Source passage:
•••
What Is Negative Gearing?
With Negative Gearing always being the words used to describe the tax offset for investors, it still doesn't replace the more beneficial Positive Geared scenario, where it is straight income earnt from your investment. However when you are starting out it is a great tool to leverage. Sandwell's Residential Investors are highly experienced with saving our clients money using negative gearing.
By using Negative gearing as a strategy that offers immediate tax benefits while also offering long term gains in the shape of capital appreciation.
Tax Benefits
The Australian Taxation Office (ATO) allows property investors to offset an income loss (where property costs are higher than property income) incurred on a real estate investment against any other income. To explain how this works we need to work through the numbers based on a typical property (note: tax calculated based on 2003 tax rates)
•••
Dataset records on where objects are located:
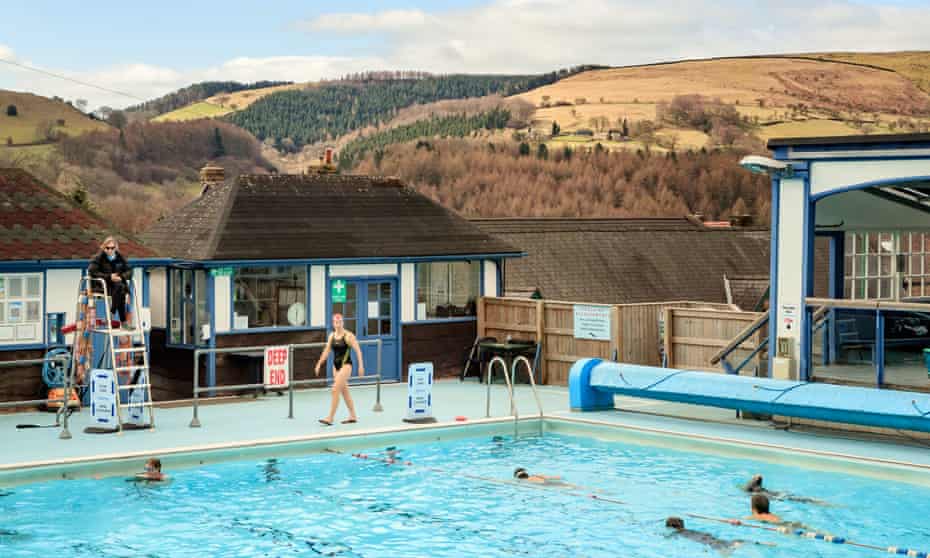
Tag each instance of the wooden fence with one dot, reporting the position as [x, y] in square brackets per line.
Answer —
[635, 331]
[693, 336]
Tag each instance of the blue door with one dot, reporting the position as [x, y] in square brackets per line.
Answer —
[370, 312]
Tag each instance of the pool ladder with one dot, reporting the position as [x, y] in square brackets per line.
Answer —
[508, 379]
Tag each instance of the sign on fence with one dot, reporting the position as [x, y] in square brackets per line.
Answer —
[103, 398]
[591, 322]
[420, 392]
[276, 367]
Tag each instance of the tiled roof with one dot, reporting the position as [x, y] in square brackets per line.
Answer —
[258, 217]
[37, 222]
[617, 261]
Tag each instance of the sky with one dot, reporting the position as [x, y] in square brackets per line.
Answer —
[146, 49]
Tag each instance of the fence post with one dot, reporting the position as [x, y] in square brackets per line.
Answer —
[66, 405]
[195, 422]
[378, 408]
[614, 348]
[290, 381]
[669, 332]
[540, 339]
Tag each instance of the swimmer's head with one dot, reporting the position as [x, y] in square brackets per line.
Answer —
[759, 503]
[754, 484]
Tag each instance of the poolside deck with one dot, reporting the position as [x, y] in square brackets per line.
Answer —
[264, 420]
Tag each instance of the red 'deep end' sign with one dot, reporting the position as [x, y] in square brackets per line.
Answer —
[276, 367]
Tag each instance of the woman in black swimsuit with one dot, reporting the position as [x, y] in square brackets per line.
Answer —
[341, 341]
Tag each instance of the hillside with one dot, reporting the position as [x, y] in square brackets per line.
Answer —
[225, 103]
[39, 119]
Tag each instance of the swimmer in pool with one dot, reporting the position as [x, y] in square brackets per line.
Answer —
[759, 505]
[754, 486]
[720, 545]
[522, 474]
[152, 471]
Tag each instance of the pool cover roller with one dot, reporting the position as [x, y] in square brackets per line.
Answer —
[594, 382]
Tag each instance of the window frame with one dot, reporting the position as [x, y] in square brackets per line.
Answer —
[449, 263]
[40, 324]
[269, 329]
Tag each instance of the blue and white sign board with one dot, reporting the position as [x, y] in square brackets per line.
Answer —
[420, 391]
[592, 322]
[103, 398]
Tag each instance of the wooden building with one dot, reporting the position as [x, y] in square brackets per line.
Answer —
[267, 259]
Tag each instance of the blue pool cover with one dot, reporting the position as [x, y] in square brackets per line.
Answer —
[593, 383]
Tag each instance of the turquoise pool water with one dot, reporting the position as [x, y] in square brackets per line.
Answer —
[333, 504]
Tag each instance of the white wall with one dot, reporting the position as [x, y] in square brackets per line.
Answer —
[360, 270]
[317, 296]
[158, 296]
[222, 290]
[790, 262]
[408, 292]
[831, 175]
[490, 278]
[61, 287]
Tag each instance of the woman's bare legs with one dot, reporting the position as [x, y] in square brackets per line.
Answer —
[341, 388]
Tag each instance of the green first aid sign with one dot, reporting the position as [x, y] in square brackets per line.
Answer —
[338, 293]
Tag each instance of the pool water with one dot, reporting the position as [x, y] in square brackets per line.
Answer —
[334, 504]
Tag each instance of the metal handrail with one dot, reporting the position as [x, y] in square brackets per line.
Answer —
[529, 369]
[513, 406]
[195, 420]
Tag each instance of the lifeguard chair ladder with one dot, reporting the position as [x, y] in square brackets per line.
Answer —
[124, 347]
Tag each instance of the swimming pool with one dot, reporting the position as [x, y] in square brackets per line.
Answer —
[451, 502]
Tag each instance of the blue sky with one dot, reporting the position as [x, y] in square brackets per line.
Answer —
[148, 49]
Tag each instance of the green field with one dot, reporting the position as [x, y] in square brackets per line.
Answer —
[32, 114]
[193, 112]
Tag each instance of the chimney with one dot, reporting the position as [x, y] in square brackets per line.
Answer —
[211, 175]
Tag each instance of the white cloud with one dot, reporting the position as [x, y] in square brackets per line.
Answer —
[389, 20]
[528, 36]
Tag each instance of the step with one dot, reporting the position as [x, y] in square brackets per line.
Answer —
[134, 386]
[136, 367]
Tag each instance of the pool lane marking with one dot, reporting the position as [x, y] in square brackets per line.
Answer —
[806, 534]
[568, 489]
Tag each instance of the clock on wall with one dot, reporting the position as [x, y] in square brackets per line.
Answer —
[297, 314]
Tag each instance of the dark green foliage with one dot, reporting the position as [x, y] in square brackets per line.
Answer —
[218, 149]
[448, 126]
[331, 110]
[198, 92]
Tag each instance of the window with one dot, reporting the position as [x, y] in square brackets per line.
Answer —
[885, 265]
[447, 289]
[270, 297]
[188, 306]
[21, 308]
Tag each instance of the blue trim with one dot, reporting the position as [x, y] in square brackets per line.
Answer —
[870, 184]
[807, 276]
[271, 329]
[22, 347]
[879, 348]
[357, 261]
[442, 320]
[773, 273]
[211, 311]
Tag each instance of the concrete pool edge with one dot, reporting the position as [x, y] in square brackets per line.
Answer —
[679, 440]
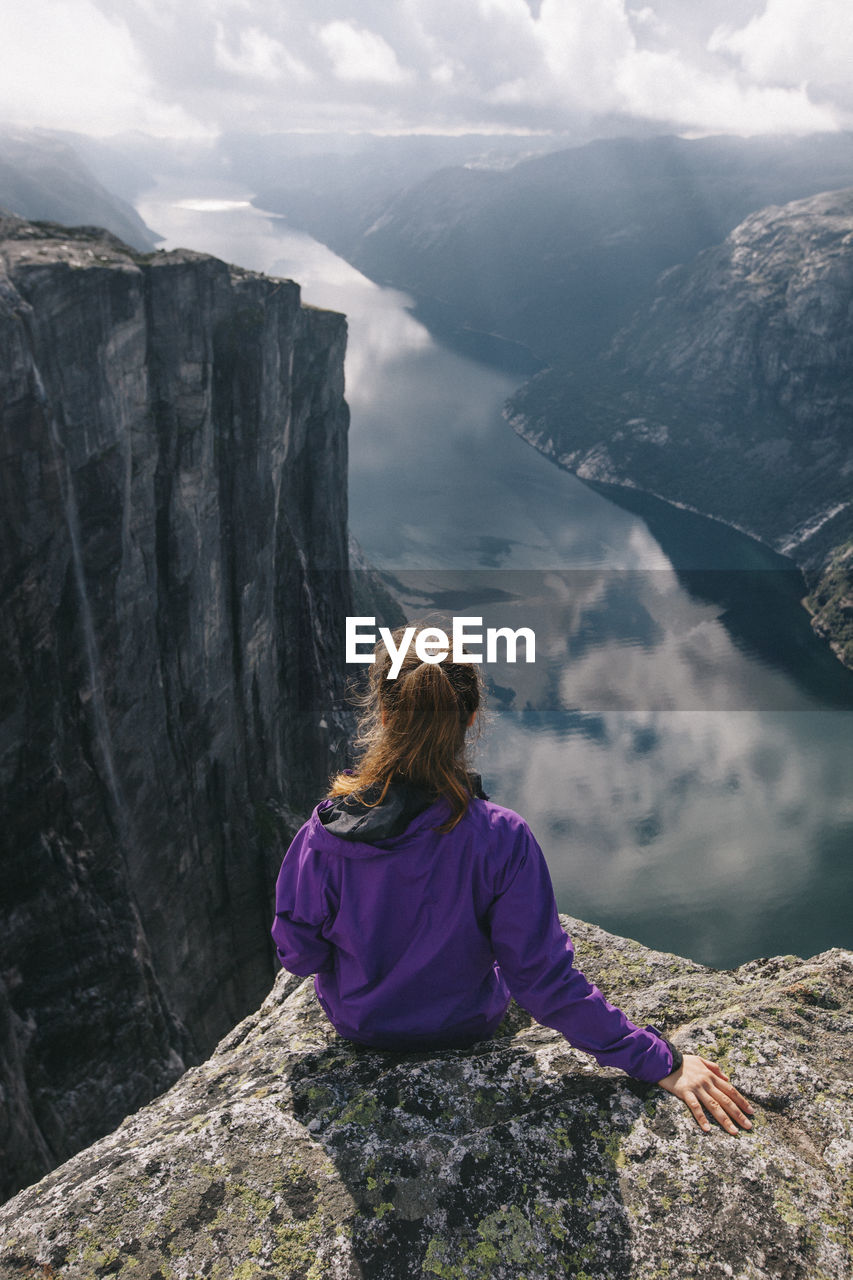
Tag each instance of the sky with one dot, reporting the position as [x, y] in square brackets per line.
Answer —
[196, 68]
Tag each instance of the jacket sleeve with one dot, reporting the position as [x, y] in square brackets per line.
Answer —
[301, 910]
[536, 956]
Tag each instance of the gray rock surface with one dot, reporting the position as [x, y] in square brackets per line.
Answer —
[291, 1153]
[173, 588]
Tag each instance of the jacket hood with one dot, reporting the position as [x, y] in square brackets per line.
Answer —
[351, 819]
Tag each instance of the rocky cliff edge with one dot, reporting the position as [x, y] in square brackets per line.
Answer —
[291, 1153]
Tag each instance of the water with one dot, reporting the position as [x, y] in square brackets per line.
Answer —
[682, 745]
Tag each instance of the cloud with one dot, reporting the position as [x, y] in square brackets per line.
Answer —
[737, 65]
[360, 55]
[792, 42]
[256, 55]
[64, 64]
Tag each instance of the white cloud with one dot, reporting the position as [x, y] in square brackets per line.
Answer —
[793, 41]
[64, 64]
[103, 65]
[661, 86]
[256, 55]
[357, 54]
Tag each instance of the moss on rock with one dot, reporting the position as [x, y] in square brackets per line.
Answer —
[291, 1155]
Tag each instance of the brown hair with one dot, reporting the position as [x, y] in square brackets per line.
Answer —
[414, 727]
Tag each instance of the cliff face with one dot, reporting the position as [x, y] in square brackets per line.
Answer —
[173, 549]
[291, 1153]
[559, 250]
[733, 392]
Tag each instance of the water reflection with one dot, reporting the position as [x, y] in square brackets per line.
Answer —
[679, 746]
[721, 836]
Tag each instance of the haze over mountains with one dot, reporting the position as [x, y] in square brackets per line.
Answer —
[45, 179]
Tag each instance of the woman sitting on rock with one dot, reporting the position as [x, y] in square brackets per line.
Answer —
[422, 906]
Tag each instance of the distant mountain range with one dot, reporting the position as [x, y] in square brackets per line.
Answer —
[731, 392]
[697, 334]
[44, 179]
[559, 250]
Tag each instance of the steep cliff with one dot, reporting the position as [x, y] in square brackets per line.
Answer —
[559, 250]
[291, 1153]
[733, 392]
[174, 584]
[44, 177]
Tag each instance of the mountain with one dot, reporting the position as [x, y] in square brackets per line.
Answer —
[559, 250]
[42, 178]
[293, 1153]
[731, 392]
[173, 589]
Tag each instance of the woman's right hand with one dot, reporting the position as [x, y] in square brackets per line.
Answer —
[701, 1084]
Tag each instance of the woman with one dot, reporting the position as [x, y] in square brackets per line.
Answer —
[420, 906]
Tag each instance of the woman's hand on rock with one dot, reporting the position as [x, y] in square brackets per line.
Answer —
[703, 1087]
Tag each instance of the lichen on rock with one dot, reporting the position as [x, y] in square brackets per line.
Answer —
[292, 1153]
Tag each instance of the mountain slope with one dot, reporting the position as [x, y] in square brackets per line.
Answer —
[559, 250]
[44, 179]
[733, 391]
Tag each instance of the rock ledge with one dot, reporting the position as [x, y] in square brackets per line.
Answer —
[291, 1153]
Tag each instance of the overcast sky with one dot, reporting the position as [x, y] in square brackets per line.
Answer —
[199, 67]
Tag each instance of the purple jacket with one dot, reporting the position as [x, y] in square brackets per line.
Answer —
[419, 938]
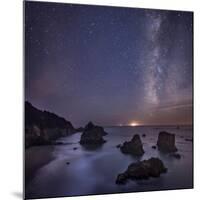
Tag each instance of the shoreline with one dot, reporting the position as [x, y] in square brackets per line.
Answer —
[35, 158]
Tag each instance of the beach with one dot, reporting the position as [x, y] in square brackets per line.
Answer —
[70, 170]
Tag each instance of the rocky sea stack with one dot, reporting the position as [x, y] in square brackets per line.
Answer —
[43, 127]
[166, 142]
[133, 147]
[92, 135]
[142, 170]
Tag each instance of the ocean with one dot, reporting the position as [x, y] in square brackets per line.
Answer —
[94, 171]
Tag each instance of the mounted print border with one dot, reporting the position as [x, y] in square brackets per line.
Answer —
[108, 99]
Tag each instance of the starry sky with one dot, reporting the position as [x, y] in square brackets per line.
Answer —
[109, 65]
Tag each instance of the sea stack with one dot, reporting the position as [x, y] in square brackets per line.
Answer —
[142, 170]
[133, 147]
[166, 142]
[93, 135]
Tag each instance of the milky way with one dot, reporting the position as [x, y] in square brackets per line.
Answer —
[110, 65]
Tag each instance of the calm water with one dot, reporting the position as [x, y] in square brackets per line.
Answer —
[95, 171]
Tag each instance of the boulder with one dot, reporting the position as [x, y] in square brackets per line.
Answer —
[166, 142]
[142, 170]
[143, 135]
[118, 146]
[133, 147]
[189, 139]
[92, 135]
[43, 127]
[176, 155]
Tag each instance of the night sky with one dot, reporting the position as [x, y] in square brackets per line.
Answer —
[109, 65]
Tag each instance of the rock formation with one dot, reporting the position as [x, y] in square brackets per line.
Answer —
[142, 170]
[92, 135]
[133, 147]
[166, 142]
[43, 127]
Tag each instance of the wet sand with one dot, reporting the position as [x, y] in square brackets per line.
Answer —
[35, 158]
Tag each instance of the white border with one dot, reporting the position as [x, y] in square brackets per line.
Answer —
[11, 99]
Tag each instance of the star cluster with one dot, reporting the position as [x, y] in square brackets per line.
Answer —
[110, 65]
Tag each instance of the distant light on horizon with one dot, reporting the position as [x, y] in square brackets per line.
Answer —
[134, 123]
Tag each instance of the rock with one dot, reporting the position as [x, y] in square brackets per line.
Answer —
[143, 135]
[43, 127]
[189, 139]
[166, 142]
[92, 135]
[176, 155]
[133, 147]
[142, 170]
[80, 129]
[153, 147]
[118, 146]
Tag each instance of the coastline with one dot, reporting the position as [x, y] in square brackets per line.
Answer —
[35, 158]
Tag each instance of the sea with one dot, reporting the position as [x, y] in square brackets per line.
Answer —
•••
Required tasks:
[A] Can you echo the negative gearing passage from "With Negative Gearing" up to and including "2003 tax rates)"?
[B] Can you duplicate the listing lines from the line with "Tag each instance of the haze" up to and including the line with "[292, 1153]"?
The negative gearing passage and the listing have no connection to each other.

Results in order:
[A]
With Negative Gearing always being the words used to describe the tax offset for investors, it still doesn't replace the more beneficial Positive Geared scenario, where it is straight income earnt from your investment. However when you are starting out it is a great tool to leverage. Sandwell's Residential Investors are highly experienced with saving our clients money using negative gearing.
By using Negative gearing as a strategy that offers immediate tax benefits while also offering long term gains in the shape of capital appreciation.
Tax Benefits
The Australian Taxation Office (ATO) allows property investors to offset an income loss (where property costs are higher than property income) incurred on a real estate investment against any other income. To explain how this works we need to work through the numbers based on a typical property (note: tax calculated based on 2003 tax rates)

[B]
Tag each instance of the haze over mountains with one dot, reporting the position as [x, y] in square brackets per line.
Answer —
[45, 179]
Tag each instance of the woman sitting on rock with one dot, reporting the position as [x, y] in square brackets per line.
Answer —
[422, 906]
Tag each instance of the distant mountain range with one dot, reporting the position as [x, y] in square brackets per line.
Answer —
[731, 392]
[697, 334]
[44, 179]
[559, 250]
Tag each instance of the steep cliff with one dot, reporting the position as [x, y] in square brackets per line.
Answer —
[559, 250]
[291, 1153]
[733, 392]
[174, 584]
[44, 177]
Tag each instance of the mountain with one dot, reporting the position as [x, y] in square brackets per line.
Answer —
[559, 250]
[42, 178]
[293, 1153]
[731, 392]
[173, 589]
Tag each instance of the woman's right hand with one dot, reporting the position as [x, y] in square brackets per line.
Answer —
[701, 1084]
Tag each instance of the woman with one dot, reporting the position as [x, y] in square brackets per line.
Answer —
[420, 906]
Tag each instance of the woman's hand on rock with one dot, reporting the position as [x, y] in square brackets per line.
Answer —
[703, 1087]
Tag each instance of the lichen on rock with one dot, reporting the position as [x, y] in square brackets per line.
Answer —
[292, 1153]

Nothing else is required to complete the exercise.